> [Location labeling records]:
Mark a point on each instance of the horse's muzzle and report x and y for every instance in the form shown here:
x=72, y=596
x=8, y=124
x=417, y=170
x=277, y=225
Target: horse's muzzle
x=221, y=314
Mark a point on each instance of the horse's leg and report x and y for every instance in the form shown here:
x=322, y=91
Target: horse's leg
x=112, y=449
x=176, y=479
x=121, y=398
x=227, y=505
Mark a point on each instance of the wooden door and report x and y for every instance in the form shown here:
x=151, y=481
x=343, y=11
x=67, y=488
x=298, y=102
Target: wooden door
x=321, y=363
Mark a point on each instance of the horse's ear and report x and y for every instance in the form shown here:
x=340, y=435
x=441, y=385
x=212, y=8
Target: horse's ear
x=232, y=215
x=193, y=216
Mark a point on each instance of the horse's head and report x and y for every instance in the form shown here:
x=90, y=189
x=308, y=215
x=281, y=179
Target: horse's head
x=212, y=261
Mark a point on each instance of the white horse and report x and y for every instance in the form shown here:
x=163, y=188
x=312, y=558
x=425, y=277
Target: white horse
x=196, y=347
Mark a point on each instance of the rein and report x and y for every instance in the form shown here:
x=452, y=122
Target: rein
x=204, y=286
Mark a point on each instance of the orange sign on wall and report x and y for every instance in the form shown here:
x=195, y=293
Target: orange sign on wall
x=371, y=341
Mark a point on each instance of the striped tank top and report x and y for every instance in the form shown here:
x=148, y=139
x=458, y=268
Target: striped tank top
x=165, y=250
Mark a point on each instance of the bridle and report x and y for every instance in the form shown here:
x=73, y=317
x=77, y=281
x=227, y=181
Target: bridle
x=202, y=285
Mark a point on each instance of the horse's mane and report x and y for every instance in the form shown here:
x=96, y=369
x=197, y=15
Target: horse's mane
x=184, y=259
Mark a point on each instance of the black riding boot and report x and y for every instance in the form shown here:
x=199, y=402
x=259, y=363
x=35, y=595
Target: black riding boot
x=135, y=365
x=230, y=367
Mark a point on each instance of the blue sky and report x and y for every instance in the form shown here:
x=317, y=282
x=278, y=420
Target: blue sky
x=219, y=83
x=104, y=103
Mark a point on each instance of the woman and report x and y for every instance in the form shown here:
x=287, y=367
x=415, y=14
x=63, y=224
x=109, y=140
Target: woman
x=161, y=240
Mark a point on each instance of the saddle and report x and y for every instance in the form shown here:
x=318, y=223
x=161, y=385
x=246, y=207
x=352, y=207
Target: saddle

> [SHORT EXERCISE]: Reproduce the stretch of material from the line containing "Mark a point on each instance of the bridle" through the line containing "x=104, y=103", substituting "brown riding boot" for "black riding boot" and leaving everything else unchanged.

> [SOLUTION]:
Mark a point on each instance of the bridle and report x and y for every instance in the form shown here:
x=73, y=317
x=77, y=281
x=227, y=181
Target: bridle
x=202, y=285
Mark a point on each instance of the horse's mane and report x and y for every instance in the form shown here:
x=96, y=369
x=197, y=15
Target: horse's mane
x=184, y=259
Mark a point on each instance of the brown riding boot and report x and y for every instance in the form shown here:
x=199, y=402
x=259, y=363
x=35, y=595
Target: brown riding boot
x=135, y=365
x=230, y=367
Mark a point on each instance of the blue sky and report x and y for every instance in the form shown here:
x=317, y=282
x=278, y=420
Target: blue sky
x=219, y=83
x=104, y=103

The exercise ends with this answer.